In its Aug. 11, 2014, edition, Modern Healthcare inaccurately reported compensation data for Dr. Ronald Paulus, chief executive officer of Mission Health, by using partial year salary data for his base compensation in 2011. Dr. Paulus in fact received a less than 1 percent base salary increase and should not have been included in the chart. Modern Healthcare regrets the error.
Original post Sept. 3: An analysis by Modern Healthcare shows that Mission Health CEO Ron Paulus was the big winner when it comes to core salary increases for executives at not-for-profit heathcare systems. In 2012, the most recent year with full data available, Paulus saw his base compensation go from $226,497 to $749,748, a stunning 231 percent increase.
Modern Healthcare notes the ongoing public ire at the big money payouts, adding that executive pay in this arena is increasing at a far faster pace than average worker salaries.
In July, Paulus told the Asheville Citizen-Times that he’s telling Mission employees to brace for cutbacks. Last year, Paulus said he would cut his pay 26 percent for 2014, and other senior Mission leaders would see their pay cut from 13 to 20 percent. From the story:
Mission Health predicts a $500 million decrease in payments over the next decade as more people get medical care outside of hospitals and reimbursements from Medicare and Medicaid decline. Seventy-five percent of Mission’s patients are covered by Medicare and Medicaid.
Included in that amount is $228 million the company says it will lose under the Affordable Care Act, also know as Obamacare.

Referring expression data:
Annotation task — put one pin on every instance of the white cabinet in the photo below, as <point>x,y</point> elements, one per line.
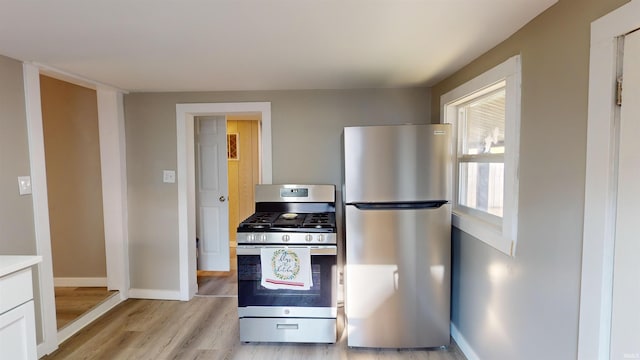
<point>17,319</point>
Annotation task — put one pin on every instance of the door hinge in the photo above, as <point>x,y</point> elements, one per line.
<point>619,91</point>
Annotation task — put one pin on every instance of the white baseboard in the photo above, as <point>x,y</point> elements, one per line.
<point>89,317</point>
<point>80,282</point>
<point>153,294</point>
<point>463,344</point>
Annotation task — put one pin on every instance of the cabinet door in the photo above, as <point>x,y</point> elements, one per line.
<point>17,333</point>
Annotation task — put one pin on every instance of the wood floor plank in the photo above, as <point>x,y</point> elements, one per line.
<point>73,302</point>
<point>204,328</point>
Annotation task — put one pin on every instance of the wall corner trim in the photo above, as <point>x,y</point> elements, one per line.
<point>463,344</point>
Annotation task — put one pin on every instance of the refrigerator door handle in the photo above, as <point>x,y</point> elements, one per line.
<point>409,205</point>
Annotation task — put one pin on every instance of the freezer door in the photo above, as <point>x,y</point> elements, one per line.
<point>397,277</point>
<point>397,163</point>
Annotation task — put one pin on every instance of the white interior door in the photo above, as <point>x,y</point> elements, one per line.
<point>625,324</point>
<point>212,189</point>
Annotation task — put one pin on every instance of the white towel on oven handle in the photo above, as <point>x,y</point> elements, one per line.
<point>286,268</point>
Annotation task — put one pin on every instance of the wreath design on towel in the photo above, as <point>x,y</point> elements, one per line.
<point>285,264</point>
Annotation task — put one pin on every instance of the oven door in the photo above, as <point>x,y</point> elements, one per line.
<point>256,300</point>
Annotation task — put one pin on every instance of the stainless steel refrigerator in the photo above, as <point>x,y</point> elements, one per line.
<point>398,235</point>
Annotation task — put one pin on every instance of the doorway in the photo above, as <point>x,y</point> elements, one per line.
<point>602,187</point>
<point>217,264</point>
<point>113,163</point>
<point>185,124</point>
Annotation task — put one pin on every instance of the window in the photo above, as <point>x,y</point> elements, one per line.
<point>486,114</point>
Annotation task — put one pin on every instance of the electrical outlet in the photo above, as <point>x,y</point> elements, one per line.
<point>169,176</point>
<point>24,185</point>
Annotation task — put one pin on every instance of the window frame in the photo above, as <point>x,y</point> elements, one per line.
<point>501,234</point>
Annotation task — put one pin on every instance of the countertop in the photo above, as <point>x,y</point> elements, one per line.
<point>13,263</point>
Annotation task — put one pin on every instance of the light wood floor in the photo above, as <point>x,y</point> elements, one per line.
<point>73,302</point>
<point>220,283</point>
<point>203,328</point>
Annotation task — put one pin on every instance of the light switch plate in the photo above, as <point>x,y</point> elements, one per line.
<point>24,185</point>
<point>169,176</point>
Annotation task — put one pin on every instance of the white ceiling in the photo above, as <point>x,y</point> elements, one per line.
<point>199,45</point>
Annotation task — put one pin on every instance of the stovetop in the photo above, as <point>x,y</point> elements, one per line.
<point>289,222</point>
<point>291,214</point>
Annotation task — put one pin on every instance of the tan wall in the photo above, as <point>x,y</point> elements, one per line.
<point>306,128</point>
<point>74,185</point>
<point>17,235</point>
<point>243,173</point>
<point>531,311</point>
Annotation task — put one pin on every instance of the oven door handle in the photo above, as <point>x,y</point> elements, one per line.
<point>315,250</point>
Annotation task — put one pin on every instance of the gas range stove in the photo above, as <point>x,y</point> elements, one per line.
<point>291,214</point>
<point>292,219</point>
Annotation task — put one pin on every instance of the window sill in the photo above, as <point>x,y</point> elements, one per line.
<point>483,231</point>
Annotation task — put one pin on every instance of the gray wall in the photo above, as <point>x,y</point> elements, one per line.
<point>306,129</point>
<point>527,307</point>
<point>17,234</point>
<point>74,183</point>
<point>17,229</point>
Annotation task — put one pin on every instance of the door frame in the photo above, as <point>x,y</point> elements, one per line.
<point>600,192</point>
<point>185,123</point>
<point>114,197</point>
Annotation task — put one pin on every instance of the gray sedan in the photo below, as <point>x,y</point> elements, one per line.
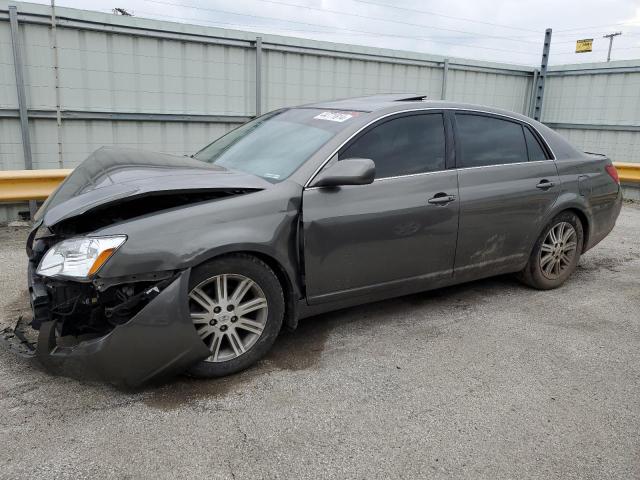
<point>143,265</point>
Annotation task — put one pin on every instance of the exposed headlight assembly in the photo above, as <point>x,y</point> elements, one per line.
<point>79,257</point>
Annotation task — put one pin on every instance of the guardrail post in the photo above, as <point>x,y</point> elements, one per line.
<point>445,72</point>
<point>22,100</point>
<point>258,76</point>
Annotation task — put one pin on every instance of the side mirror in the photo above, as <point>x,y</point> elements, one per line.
<point>350,171</point>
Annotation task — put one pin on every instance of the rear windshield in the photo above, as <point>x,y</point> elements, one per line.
<point>275,145</point>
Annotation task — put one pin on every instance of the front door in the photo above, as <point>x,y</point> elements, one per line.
<point>374,238</point>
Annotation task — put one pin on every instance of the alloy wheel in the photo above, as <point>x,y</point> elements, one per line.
<point>558,250</point>
<point>229,312</point>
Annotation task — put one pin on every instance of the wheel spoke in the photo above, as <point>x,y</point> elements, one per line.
<point>568,234</point>
<point>203,332</point>
<point>205,301</point>
<point>546,259</point>
<point>548,269</point>
<point>221,288</point>
<point>251,306</point>
<point>250,325</point>
<point>200,317</point>
<point>236,343</point>
<point>241,290</point>
<point>214,346</point>
<point>545,247</point>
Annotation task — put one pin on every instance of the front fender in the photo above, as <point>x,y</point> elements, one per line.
<point>264,222</point>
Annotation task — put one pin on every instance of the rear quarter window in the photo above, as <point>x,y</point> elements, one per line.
<point>484,141</point>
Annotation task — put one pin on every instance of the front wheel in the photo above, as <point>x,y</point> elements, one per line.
<point>236,306</point>
<point>556,253</point>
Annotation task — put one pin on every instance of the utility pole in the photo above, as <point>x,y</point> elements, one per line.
<point>539,82</point>
<point>610,37</point>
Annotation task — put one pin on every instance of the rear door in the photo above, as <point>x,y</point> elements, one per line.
<point>377,238</point>
<point>508,182</point>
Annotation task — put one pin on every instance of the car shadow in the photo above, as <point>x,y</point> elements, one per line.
<point>303,348</point>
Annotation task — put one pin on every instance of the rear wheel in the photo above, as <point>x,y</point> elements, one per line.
<point>556,253</point>
<point>236,306</point>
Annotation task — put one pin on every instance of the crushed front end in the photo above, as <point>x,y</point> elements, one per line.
<point>126,330</point>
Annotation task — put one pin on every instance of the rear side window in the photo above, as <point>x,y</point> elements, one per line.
<point>402,146</point>
<point>489,141</point>
<point>536,152</point>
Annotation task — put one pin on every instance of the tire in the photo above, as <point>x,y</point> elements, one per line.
<point>236,341</point>
<point>547,268</point>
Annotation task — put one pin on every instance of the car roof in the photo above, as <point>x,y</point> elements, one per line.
<point>397,102</point>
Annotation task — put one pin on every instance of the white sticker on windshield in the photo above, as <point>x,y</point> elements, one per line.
<point>334,116</point>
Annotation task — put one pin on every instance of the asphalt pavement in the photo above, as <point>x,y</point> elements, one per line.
<point>490,379</point>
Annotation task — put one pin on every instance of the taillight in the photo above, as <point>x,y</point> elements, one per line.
<point>613,173</point>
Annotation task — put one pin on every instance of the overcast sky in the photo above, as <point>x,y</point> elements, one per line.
<point>500,30</point>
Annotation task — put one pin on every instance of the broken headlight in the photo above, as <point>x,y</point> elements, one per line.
<point>79,257</point>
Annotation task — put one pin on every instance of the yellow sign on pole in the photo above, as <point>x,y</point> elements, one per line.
<point>585,45</point>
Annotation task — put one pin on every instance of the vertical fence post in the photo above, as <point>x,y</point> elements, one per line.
<point>56,72</point>
<point>537,112</point>
<point>22,100</point>
<point>258,76</point>
<point>532,94</point>
<point>445,73</point>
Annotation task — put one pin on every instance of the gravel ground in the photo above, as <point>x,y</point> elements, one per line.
<point>485,380</point>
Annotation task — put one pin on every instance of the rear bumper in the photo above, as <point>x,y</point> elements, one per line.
<point>604,220</point>
<point>158,341</point>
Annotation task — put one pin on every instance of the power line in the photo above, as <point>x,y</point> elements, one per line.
<point>369,32</point>
<point>419,25</point>
<point>426,12</point>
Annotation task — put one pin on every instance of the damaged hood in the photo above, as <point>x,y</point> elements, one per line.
<point>112,175</point>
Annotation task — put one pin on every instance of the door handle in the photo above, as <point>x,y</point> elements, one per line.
<point>545,184</point>
<point>441,199</point>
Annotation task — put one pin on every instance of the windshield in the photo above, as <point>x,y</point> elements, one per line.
<point>275,145</point>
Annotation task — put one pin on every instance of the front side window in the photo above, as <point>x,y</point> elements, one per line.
<point>487,141</point>
<point>275,145</point>
<point>402,146</point>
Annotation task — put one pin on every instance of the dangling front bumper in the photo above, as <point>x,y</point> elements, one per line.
<point>158,341</point>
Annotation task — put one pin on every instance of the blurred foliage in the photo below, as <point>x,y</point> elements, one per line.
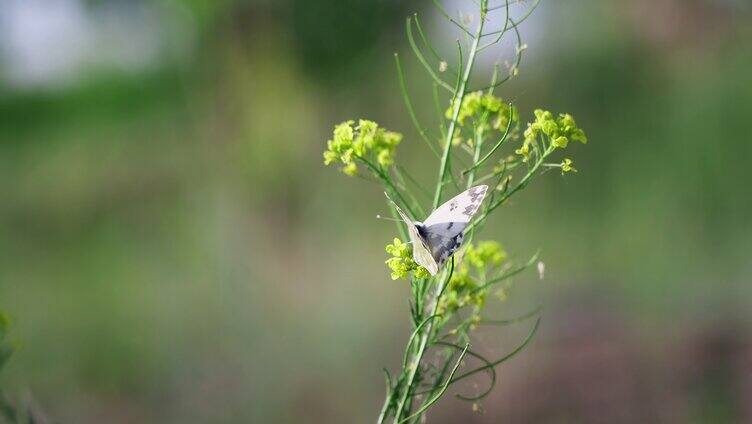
<point>170,248</point>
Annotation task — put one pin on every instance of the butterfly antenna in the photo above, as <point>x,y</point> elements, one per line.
<point>387,219</point>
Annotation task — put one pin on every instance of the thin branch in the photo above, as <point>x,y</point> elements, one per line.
<point>451,19</point>
<point>422,347</point>
<point>459,94</point>
<point>510,321</point>
<point>441,392</point>
<point>409,105</point>
<point>498,144</point>
<point>428,44</point>
<point>491,371</point>
<point>422,59</point>
<point>504,358</point>
<point>508,275</point>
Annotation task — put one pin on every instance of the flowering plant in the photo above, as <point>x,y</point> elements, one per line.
<point>475,129</point>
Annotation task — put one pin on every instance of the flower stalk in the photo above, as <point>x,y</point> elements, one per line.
<point>476,127</point>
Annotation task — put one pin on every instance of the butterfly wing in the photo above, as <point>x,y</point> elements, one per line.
<point>421,254</point>
<point>444,228</point>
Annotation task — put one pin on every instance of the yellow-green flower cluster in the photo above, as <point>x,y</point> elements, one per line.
<point>401,263</point>
<point>475,105</point>
<point>558,130</point>
<point>566,166</point>
<point>466,290</point>
<point>366,141</point>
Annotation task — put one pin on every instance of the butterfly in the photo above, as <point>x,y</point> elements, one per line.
<point>437,238</point>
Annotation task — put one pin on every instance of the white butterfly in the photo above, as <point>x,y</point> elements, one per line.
<point>437,238</point>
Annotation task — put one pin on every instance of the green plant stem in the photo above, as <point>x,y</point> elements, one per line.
<point>522,184</point>
<point>459,95</point>
<point>418,356</point>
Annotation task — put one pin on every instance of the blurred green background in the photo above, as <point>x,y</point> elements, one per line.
<point>173,250</point>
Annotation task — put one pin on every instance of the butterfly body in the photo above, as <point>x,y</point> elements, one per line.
<point>437,238</point>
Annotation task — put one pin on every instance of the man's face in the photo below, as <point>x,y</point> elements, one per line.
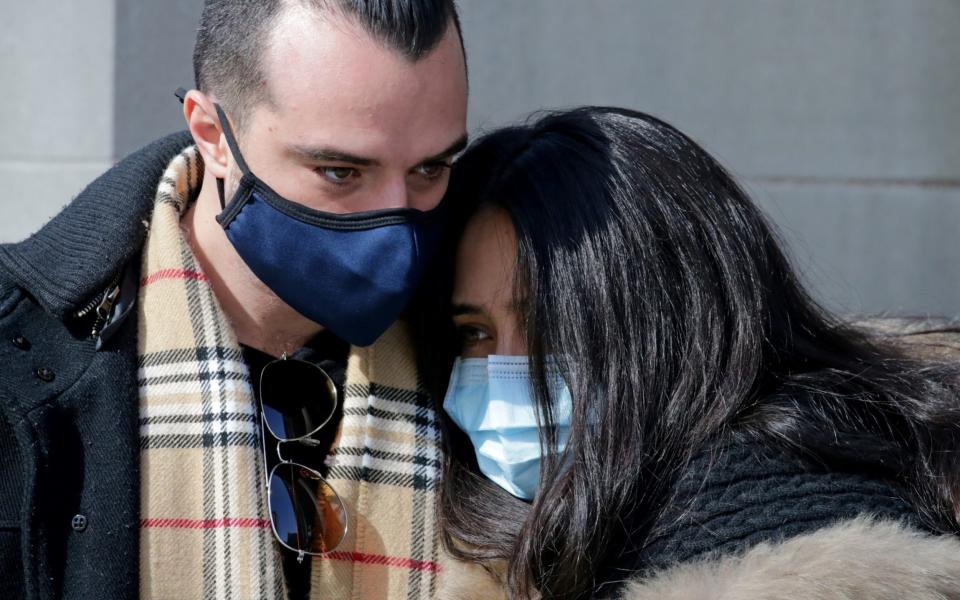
<point>354,125</point>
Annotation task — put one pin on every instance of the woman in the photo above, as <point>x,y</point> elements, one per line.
<point>647,404</point>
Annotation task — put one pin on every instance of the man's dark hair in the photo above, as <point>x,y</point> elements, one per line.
<point>232,38</point>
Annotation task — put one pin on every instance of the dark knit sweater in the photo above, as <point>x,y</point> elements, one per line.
<point>743,495</point>
<point>69,433</point>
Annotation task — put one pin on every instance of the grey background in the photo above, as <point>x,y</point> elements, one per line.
<point>841,118</point>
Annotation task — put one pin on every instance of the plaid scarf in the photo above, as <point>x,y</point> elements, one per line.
<point>205,530</point>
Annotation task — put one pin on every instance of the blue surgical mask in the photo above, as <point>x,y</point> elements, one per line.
<point>491,399</point>
<point>352,273</point>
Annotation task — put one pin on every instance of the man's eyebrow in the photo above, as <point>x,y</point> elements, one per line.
<point>322,154</point>
<point>451,150</point>
<point>465,309</point>
<point>325,154</point>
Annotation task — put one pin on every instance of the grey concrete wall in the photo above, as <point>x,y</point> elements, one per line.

WHAT YOU NEED TO DO –
a) Answer these from the passage on Mission Health executive pay:
(i) What share of Mission's patients are covered by Medicare and Medicaid?
(ii) How much does the company say it will lose under the Affordable Care Act?
(iii) By what percentage did Paulus say he would cut his own pay for 2014?
b) Go on with the passage on Mission Health executive pay from its final sentence.
The lines above have nothing to do with what is asked here.

ANSWERS BY ITEM NUMBER –
a)
(i) Seventy-five percent.
(ii) $228 million.
(iii) 26 percent.

b)
Short-term fixes like freezing raises and vacation allocation are not good solutions, he said. The system used them, and deep salary cuts for hospital executives, to save $26 million last year.
The company is looking at everything from services and procedures to staffing levels to billing and payment collections across all its locations, including its five rural hospitals.
From Modern Healthcare:
Total cash compensation grew an average of 24.2 percent from 2011 to 2012 for the 147 chief executives included in Modern Healthcare’s analysis of the most recent public information available for not-for-profit compensation. Of those 147 CEOs, 21, or 14.3 percent, saw their total cash compensation rise by more than 50 percent. Another 51, or 35.7 percent, received total cash compensation increases of 10 percent or higher. The data came from Form 990s filed by the not-for-profit systems to the IRS for 2011 and 2012.
Hospital systems, their boards and outside compensation consultants justify these raises as adjustments necessary to keep pace with what the market dictates and to compete for talent that might flee to more lucrative for-profit positions.
The story goes on to note that critics say the high salaries undermine the message that the not-for-profit’s core business is mission-driven. “It is somewhat unique in the nonprofit sector that you have a class of CEOs that are working for public charities that are becoming millionaires,” said Ken Berger, president and CEO of Charity Navigator.